Entscheidungsstichwort (Thema)

Haftung für den Kauf eines vom sog. Dieselabgasskandal betroffenes Fahrzeug

 

Normenkette

BGB §§ 31, 249 ff., § 826; ZPO § 287

 

Verfahrensgang

LG Ingolstadt (Urteil vom 22.11.2019; Aktenzeichen 41 O 2463/18)

 

Nachgehend

BGH (Urteil vom 25.11.2021; Aktenzeichen VII ZR 257/20)

 

Tenor

I. Auf die Berufung der Beklagten wird das Urteil des Landgerichts Ingolstadt vom 22.11.2019, Az. 41 O 2463/18, teilweise abgeändert und wie folgt neu gefasst:

1. Die Beklagte wird verurteilt, an den Kläger 18.058,66 EUR nebst Zinsen in Höhe von fünf Prozentpunkten über dem jeweiligen Basiszinssatz seit 19.02.2019 Zug um Zug gegen Rückgabe und Übereignung des Fahrzeugs Audi A 5 Sportback 2.0 TDI mit der Fahrgestellnummer ...81 zu zahlen.

2. Im Übrigen wird die Klage abgewiesen.

II. Im Übrigen werden die Berufungen zurückgewiesen.

III. Von den Kosten des Rechtsstreits erster Instanz hat der Kläger 45% und die Beklagte 55%, von den Kosten des Rechtsstreits zweiten Instanz hat der Kläger 48% und die Beklagte 52% zu tragen.

§ **ÜBUNGSAUFGABE A**
Schreiben Sie aus dem Urteil zum Dieselabgasskandal den Abschnitt wortgetreu ab, der bei den Worten „1. Die Beklagte“ beginnt und nach den Worten „die Klage abgewiesen.“ endet.

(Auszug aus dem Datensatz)

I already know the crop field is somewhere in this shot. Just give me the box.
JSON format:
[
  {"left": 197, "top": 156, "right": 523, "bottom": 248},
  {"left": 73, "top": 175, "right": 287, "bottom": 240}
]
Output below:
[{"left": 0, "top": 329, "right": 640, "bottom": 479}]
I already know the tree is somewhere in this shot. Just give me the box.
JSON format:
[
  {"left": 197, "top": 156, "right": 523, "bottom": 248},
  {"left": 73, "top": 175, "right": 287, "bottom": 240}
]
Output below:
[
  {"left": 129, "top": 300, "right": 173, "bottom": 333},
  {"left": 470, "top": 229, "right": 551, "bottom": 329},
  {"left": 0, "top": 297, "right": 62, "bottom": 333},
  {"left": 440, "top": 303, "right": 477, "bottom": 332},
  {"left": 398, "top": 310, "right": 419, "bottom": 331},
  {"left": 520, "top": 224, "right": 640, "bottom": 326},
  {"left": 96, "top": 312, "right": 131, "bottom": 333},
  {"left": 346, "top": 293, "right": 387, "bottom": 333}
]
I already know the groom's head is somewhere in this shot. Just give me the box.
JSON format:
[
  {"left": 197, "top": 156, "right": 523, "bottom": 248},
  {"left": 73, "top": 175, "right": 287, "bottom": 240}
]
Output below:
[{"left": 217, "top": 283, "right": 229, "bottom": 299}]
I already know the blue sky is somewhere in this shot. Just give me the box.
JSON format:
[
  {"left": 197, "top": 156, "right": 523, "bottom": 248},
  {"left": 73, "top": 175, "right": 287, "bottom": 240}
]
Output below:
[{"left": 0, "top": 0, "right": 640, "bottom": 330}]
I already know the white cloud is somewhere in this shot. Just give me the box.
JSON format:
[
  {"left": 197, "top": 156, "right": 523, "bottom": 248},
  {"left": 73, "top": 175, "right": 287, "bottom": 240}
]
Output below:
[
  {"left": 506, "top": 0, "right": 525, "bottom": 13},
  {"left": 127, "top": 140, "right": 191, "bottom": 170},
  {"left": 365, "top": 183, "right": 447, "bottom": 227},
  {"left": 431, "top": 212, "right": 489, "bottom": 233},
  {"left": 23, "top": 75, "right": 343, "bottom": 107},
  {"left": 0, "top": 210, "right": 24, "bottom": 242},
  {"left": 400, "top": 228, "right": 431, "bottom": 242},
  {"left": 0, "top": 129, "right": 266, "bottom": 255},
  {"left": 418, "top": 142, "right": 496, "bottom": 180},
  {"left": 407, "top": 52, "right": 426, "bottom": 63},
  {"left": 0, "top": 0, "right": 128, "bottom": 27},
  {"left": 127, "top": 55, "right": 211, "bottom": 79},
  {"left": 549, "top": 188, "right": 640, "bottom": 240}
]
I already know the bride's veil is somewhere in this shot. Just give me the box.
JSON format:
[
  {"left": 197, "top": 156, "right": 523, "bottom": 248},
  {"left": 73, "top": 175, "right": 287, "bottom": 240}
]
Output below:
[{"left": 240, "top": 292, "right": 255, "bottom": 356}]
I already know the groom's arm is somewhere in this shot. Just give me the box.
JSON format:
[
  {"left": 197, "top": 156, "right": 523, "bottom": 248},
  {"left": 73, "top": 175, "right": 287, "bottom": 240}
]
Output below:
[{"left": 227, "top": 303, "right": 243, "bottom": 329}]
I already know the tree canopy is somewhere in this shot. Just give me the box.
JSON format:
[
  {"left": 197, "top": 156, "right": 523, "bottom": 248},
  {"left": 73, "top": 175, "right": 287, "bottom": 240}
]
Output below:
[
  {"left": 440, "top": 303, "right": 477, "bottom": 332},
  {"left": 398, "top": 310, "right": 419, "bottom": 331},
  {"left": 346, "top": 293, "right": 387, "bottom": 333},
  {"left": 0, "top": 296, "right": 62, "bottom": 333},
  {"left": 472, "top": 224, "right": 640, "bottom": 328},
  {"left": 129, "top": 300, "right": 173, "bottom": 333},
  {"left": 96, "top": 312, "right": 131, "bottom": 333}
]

§ **ÜBUNGSAUFGABE B**
Wiederholen Sie aus den Datensätzen wortgetreu nur die Zeilen ab der Zeile mit „I already know the tree canopy“ bis zum Ende der Datensätze, wobei die erste und die letzte Zeile dazugehören.

§ **ANTWORT ZUR AUFGABE A**
1. Die Beklagte wird verurteilt, an den Kläger 18.058,66 EUR nebst Zinsen in Höhe von fünf Prozentpunkten über dem jeweiligen Basiszinssatz seit 19.02.2019 Zug um Zug gegen Rückgabe und Übereignung des Fahrzeugs Audi A 5 Sportback 2.0 TDI mit der Fahrgestellnummer ...81 zu zahlen.

2. Im Übrigen wird die Klage abgewiesen.

§ **ANTWORT ZUR AUFGABE B**
I already know the tree canopy is somewhere in this shot. Just give me the box.
JSON format:
[
  {"left": 197, "top": 156, "right": 523, "bottom": 248},
  {"left": 73, "top": 175, "right": 287, "bottom": 240}
]
Output below:
[
  {"left": 440, "top": 303, "right": 477, "bottom": 332},
  {"left": 398, "top": 310, "right": 419, "bottom": 331},
  {"left": 346, "top": 293, "right": 387, "bottom": 333},
  {"left": 0, "top": 296, "right": 62, "bottom": 333},
  {"left": 472, "top": 224, "right": 640, "bottom": 328},
  {"left": 129, "top": 300, "right": 173, "bottom": 333},
  {"left": 96, "top": 312, "right": 131, "bottom": 333}
]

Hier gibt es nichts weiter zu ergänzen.